:: Exercise brief ::
Count the lines in the material below that contain the string "singlet", treating uppercase and lowercase as different, and give only the number.

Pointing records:

################

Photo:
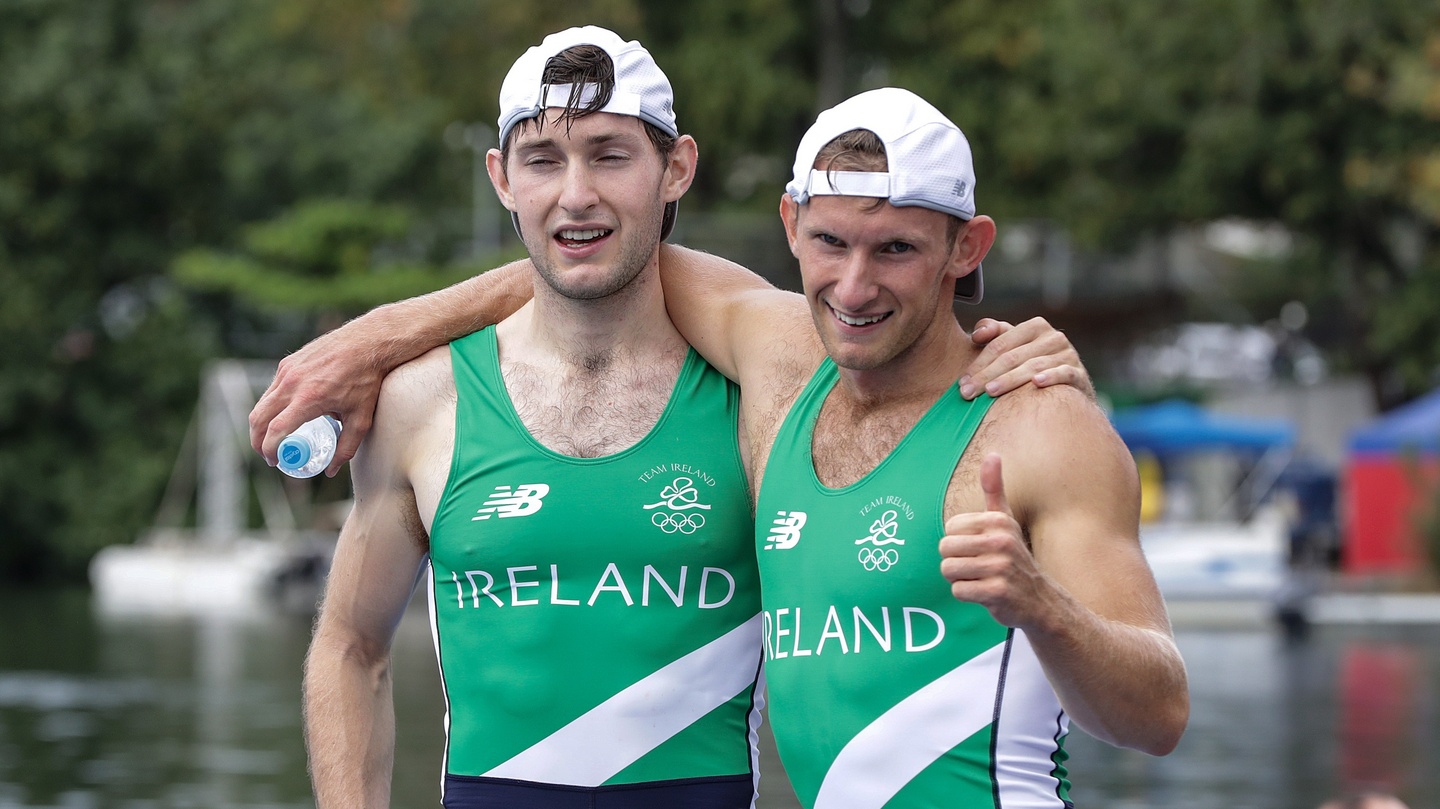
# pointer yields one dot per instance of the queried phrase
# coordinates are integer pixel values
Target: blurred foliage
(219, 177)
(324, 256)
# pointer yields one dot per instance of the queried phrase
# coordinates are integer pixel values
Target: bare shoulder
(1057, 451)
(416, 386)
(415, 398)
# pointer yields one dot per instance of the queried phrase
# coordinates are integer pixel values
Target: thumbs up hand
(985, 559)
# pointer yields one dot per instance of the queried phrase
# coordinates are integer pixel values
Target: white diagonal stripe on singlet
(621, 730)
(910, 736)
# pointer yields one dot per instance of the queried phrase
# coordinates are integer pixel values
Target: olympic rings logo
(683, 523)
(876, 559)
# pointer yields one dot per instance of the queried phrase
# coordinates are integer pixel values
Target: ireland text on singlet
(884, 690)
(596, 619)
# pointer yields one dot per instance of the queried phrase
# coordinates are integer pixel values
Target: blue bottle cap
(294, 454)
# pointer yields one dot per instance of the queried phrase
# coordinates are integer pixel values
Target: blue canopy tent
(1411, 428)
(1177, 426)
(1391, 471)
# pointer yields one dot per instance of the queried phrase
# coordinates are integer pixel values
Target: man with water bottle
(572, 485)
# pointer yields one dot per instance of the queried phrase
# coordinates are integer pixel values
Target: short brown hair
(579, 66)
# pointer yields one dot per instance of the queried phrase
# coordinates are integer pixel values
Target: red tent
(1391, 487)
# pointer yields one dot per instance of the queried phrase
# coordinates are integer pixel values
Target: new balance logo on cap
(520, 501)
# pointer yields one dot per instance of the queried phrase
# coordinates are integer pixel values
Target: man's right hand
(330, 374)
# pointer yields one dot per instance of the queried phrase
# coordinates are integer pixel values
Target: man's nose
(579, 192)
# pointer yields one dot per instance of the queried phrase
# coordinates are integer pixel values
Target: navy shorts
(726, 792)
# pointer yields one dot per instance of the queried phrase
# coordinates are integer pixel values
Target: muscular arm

################

:: The solution ::
2